→ **Problem set**
[A] In the basketball forum thread, rewrite the passage from "## TRON (Feb" to "that first win.", replacing "SanAntonio" with "San Antonio".
[B] In the basketball forum thread, which two players does Turkish Delight want playing on the wings?
Start Document passage
I don't see us beating the Heat, so we really need to win this game. I don't want to see this team drop to 0-10.


----------



## Junkyard Dog13 (Aug 9, 2003)

predictions
Celtics 88
Raptors 98

Raps leaders
Bosh 28
James 22
Villinueva 18
Peterson 12
Grahem 10

Celtics 
Pierce 22
Davis 15


----------



## Porn Player (Apr 24, 2003)

i really hate lookin at are startin line up makes me sick am i the only one that hates that rotation? 

praying we get a win ima hopefully catch this game if its on tv!


----------



## Turkish Delight (Mar 17, 2004)

They need to start playing to their strengths. We don't have a legitimate center right now. We're better off just playing Bosh at the 5 and Charlie at the 4. Mo Pete and Graham on the wings, and Mike James at the point.


----------



## trick (Aug 23, 2002)

Key to the game? Keep the opponent from scoring 30+ in the first quarter. :sour:


----------



## Timbaland (Nov 18, 2005)

Hopefully the Raps can finally chalk one up in the win column. I think this is one of their best chances, in the past we've faired decently against the Celts, but then again that was back when VC used to be the old VC. I expect a big night from Bosh, and there is no way Jalen is gonna be held scoreless again.

Also looking forward to my stay here. Big Raptor fan checkin' in.


----------



## Turkish Delight (Mar 17, 2004)

Timbaland said:


> Hopefully the Raps can finally chalk one up in the win column. I think this is one of their best chances, in the past we've faired decently against the Celts, but then again that was back when VC used to be the old VC. I expect a big night from Bosh, and there is no way Jalen is gonna be held scoreless again.
> 
> Also looking forward to my stay here. Big Raptor fan checkin' in.


Sounds good man. Welcome to the site!


----------



## TRON (Feb 29, 2004)

I fear that now teams are gonna play us like we're SanAntonio, in fear of being the first team to lose to the us, just making it harder to get that first win.

We might stand a chance tonight. Ricky Davis and Pierce should have their way tonight with our shotty defense, but IMO the difference maker will be Raef LaFrentz and/or Al Jefferson. As we all know, we are great at making half decent big man look like freakin Shaq out there.


----------



## trick (Aug 23, 2002)

Timbaland said:


> Hopefully the Raps can finally chalk one up in the win column. I think this is one of their best chances, in the past we've faired decently against the Celts, but then again that was back when VC used to be the old VC. I expect a big night from Bosh, and there is no way Jalen is gonna be held scoreless again.
> 
> Also looking forward to my stay here. Big Raptor fan checkin' in.


HOLLA


----------



## Divine Spammer (Jul 11, 2005)

Junkyard Dog13 said:


> predictions
> Celtics 88
> Raptors 98


Where do you get your stuff?
I want some. 
The Raps aren't going to hold any team under 90 pts. No ****ing way. 

Nice to have optimistic faces here, though. =)


----------



## speedythief (Jul 16, 2003)

We have a good chance of winning tonight, but we cannot wait for the other team to motivate us by pulling ahead. We need to come out ready to win and play to win throughout the game. I hope we do.
End Document passage
Start Supplied records
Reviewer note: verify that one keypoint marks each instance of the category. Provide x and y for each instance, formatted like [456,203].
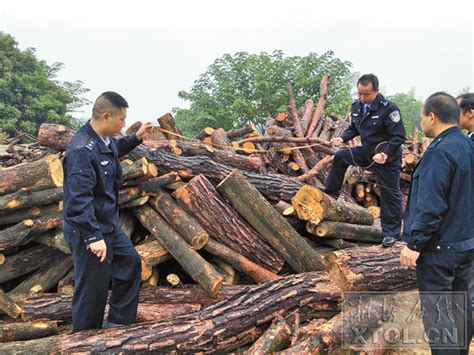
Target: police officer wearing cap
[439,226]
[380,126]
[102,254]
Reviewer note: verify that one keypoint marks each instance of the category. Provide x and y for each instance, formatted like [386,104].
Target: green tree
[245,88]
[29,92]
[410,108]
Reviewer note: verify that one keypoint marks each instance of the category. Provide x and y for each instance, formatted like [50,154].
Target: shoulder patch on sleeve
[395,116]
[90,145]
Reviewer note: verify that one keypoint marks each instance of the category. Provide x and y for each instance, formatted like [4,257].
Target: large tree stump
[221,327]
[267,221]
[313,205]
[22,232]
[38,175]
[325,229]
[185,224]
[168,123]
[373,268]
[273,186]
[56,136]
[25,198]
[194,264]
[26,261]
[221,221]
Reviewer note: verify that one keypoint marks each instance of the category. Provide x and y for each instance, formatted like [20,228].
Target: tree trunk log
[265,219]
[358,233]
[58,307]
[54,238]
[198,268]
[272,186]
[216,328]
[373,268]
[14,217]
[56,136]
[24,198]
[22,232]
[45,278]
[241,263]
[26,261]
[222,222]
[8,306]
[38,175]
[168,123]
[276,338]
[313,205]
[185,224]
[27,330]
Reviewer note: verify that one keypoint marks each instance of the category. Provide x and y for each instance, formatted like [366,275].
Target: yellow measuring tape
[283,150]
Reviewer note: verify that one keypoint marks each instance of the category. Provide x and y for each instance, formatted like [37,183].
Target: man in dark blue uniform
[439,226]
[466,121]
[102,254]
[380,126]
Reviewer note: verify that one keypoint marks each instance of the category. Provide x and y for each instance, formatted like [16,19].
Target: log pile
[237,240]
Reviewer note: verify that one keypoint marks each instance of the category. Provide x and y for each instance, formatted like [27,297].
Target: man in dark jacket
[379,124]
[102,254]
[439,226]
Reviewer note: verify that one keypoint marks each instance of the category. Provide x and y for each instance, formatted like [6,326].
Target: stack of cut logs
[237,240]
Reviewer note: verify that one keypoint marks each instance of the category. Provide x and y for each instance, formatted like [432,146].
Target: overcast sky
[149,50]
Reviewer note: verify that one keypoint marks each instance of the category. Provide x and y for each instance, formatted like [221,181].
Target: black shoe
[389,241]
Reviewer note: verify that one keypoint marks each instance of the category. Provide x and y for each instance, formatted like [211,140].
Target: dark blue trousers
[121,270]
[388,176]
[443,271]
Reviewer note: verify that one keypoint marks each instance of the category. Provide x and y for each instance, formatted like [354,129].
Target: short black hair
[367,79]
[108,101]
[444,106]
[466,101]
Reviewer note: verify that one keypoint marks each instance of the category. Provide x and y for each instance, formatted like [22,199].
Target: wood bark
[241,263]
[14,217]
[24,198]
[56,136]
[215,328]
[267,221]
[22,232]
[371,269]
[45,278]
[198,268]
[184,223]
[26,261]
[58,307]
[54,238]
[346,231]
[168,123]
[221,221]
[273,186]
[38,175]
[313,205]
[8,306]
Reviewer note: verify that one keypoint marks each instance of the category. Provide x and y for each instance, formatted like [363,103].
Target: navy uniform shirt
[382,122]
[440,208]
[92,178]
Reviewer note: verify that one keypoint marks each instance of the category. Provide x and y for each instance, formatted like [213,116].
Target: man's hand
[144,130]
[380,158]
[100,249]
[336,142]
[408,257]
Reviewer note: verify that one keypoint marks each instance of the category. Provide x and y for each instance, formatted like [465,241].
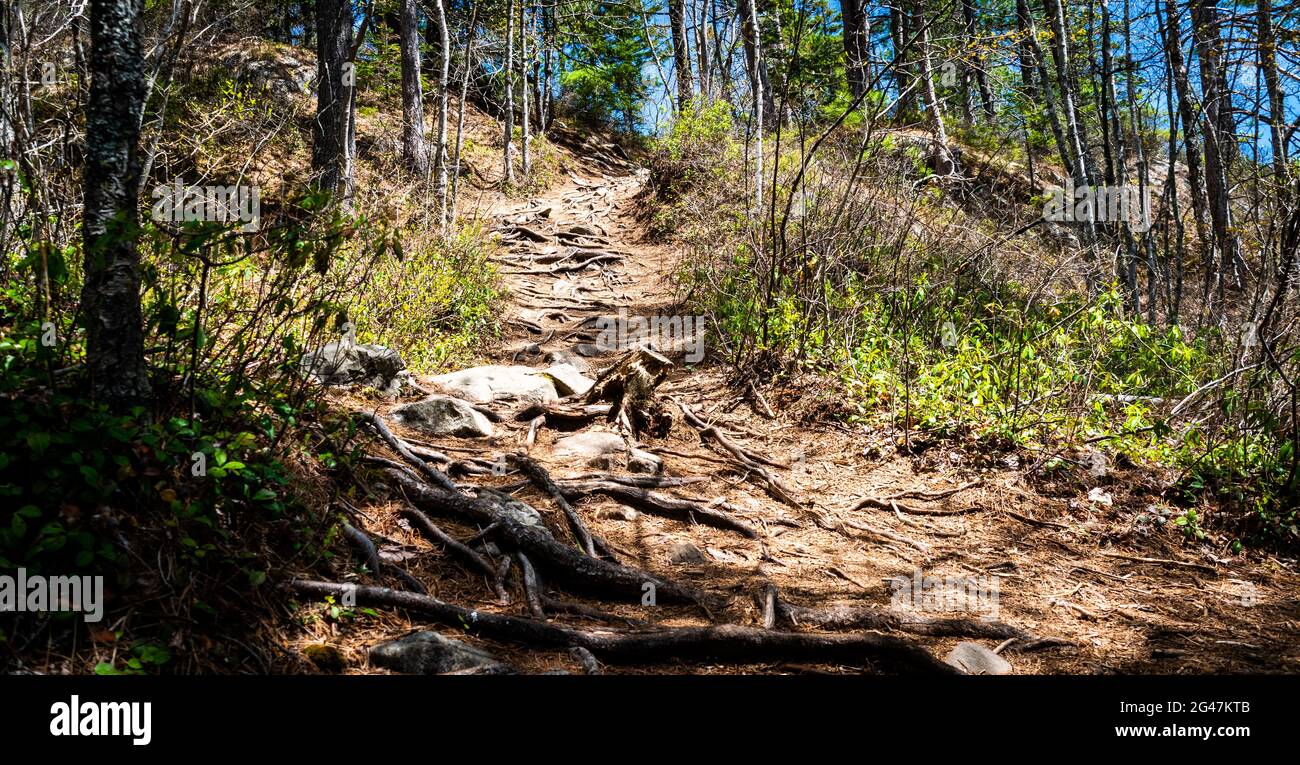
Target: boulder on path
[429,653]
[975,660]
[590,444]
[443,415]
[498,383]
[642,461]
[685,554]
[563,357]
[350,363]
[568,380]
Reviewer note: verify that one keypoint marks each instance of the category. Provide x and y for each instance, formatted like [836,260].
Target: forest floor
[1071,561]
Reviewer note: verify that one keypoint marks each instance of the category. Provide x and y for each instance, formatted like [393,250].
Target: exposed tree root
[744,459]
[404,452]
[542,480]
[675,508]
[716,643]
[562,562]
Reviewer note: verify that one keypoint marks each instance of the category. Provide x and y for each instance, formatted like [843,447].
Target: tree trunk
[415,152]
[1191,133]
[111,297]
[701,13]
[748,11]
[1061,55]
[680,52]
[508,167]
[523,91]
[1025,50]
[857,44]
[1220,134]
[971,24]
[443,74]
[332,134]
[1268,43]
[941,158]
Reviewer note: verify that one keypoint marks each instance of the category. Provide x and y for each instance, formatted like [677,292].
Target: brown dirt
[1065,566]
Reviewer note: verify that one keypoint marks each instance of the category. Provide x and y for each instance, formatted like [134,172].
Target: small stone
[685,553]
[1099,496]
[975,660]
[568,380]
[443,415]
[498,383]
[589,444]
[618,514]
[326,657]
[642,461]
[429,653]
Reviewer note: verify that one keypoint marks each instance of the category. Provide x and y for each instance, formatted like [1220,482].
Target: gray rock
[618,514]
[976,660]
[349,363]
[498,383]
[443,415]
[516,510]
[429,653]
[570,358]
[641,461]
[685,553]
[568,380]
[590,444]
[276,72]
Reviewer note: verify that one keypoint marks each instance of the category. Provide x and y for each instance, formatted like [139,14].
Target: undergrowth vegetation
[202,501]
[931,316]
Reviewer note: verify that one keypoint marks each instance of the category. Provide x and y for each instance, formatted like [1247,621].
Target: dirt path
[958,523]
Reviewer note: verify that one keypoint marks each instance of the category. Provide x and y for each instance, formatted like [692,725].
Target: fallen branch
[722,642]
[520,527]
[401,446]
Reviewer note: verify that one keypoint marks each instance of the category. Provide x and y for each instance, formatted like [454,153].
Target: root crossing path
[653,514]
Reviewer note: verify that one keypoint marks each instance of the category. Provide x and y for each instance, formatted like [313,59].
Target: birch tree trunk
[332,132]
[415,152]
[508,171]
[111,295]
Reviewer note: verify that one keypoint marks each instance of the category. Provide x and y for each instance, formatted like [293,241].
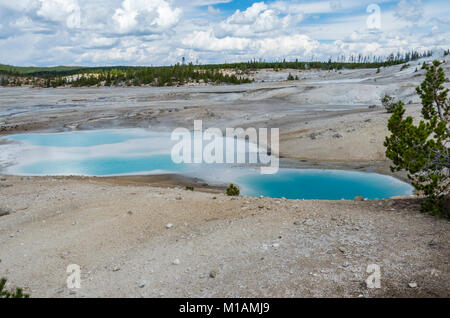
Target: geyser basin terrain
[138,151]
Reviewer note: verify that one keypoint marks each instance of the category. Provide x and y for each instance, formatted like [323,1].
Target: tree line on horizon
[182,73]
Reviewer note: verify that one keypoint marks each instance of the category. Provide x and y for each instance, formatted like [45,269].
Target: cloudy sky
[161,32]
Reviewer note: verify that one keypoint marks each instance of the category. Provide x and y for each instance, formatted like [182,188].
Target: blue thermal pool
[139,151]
End Supplied records
→ **Solutions below**
[A]
## TRON (Feb 29, 2004)

I fear that now teams are gonna play us like we're San Antonio, in fear of being the first team to lose to the us, just making it harder to get that first win.

[B] Mo Pete and Graham.